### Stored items
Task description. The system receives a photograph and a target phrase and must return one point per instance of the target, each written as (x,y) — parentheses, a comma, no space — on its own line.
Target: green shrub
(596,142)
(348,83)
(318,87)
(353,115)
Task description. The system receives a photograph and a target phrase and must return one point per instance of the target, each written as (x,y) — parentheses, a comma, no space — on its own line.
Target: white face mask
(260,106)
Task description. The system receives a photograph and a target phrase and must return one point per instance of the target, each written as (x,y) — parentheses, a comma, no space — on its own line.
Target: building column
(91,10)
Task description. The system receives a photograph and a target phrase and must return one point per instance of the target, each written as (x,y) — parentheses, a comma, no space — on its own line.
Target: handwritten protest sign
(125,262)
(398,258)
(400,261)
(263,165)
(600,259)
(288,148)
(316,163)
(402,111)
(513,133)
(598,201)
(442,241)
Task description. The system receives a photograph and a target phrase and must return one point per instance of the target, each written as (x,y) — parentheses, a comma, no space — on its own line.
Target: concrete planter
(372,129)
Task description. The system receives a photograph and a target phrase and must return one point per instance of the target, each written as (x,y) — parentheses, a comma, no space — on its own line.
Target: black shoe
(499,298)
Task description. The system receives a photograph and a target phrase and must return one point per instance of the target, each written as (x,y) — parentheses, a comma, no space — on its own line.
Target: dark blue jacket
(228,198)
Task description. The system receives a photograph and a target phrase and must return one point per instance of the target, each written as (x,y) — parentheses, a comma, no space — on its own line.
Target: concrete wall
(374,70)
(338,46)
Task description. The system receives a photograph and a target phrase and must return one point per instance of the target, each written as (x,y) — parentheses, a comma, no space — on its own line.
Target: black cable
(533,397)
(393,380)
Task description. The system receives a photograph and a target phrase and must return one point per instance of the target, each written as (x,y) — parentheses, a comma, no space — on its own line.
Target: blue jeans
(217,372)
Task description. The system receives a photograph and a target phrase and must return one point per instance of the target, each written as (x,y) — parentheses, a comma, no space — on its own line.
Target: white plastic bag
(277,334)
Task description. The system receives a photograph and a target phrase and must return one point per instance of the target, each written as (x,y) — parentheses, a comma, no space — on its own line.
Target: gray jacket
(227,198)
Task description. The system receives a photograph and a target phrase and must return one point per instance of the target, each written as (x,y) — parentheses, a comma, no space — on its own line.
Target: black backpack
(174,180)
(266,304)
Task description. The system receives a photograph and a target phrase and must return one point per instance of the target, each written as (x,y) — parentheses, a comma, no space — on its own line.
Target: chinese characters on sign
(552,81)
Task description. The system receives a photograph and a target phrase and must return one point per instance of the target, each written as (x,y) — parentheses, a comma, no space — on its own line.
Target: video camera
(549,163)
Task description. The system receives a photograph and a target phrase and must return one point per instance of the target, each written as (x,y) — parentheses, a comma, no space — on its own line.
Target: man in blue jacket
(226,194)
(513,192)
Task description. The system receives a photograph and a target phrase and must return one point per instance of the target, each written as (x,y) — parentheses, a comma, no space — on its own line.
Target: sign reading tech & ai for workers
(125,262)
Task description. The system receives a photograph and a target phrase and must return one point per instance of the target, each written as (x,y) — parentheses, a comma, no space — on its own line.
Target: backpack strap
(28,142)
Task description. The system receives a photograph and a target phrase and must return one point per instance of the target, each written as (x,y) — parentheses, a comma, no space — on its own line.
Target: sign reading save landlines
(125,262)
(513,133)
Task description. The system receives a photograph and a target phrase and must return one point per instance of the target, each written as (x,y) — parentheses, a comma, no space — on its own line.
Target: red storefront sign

### Activity
The records above are to be copied out exactly, line for line.

### Solution
Task description. The system receives a photograph and a target phrase and must return one point per instance of the target, each written as (x,y) — parentheses, a comma, no space — on its own line.
Target: green shrub
(596,142)
(348,83)
(318,87)
(353,115)
Task description. The system receives a photograph and a target phrase and must return one point per instance of the target, each written as (x,y) — parentheses, a comma, no space — on its own line.
Target: white face mask
(260,106)
Task description. The system receives a photograph and a target phrase and must return one point per instance of the target, each written as (x,y) — parentheses, a comma, no space — on its own line.
Target: building column
(91,10)
Task description. The system receives a photograph and a target phrase and must return one point per instance of the target, each written as (x,y) — parentheses, a comma, no space — on its own line.
Target: handwritten protest sign
(125,262)
(398,258)
(400,261)
(263,165)
(600,259)
(288,148)
(316,163)
(402,111)
(513,133)
(598,201)
(442,241)
Task description. The system receives a photograph and a target phrase and must return one point per instance of the target, each written as (x,y) — parentheses, a comma, no space — on its own line.
Target: concrete planter
(372,129)
Task description. The system receives a photograph and a target phrase and must return one point per instance of the target, each written as (x,y) — parentheses, a comma, no space — on its own line.
Target: black shoe
(499,298)
Task description. The system receives a photograph and a target phrase and must return one point per instance of the target, each written as (x,y) — parentheses, a comma, no space — on its own line.
Target: dark blue jacket
(228,198)
Task description. The system receives a photograph and a target phrase and must return one point per instance of the target, each written as (x,y) — parentheses, a comma, no space — on its own line.
Target: concrete wall
(374,70)
(338,46)
Task description. The system receives a photograph and a target phrase and must return one point per instance of the target, each written as (x,y) — parentheses, a comma, no space — on its own line.
Target: black cable
(533,397)
(393,380)
Task description. The system receives a photograph and a target phrase and must return one point per instance of the target, each written as (x,y) — parentheses, a comma, no space — on its own line.
Target: blue jeans
(217,372)
Task description. The system receives a photograph and a target phrase and must return one point per instance of the target, each written as (x,y) — parentheses, a comma, no space — on its own line.
Target: white plastic bag
(277,334)
Task description. The system receives a photograph and a target phrase and must return one point per instance of the target, each written as (x,y) — parentheses, a comma, no space — on its own line.
Target: gray jacket
(227,198)
Task description. The system receives a photograph and a target phrase and must return one point per instance of the target, each written as (x,y) — parentheses, a comma, no space — on its own line.
Target: black backpack
(174,180)
(266,304)
Task description. The system receives a photograph and a target phrase and must return one point per instance of the target, each written as (x,y) — parentheses, a comma, no space — on its own line.
Target: chinese characters on sign
(552,81)
Task description. The system receives a photograph and a target phrase and must return one point per instance of the target, each written as (x,y) — parentheses, a comma, no space — on its own line.
Target: video camera
(549,163)
Task description. The system receives a photograph and a target phrase and must return one point per instance of the target, each written as (x,y) — parentheses, a comma, no space — on its own line.
Target: man in blue jacket
(226,194)
(513,192)
Task description. The system receives a photograph and a target phrase and must return one point per instance of the target, each written as (x,y) — parentheses, a comma, no space — on its own line.
Target: sign reading tech & ai for workers
(125,262)
Task description. The system receives a photograph and a target phrase and must return one point per instance of the target, each written as (x,y) — parentheses, a comma, no space — on its own line.
Target: backpack strap
(28,142)
Task description. The system receives a photograph and a target phrase and must return one point per instance of the target, each written as (x,y) — parentheses, a comma, no space — on its own line.
Target: sign reading save landlines
(125,262)
(513,133)
Task description. The system receives a photograph and a target phrase and must return one point per instance of the target, each written as (x,y) — parentheses, a comma, no space — on its own line.
Target: red storefront sign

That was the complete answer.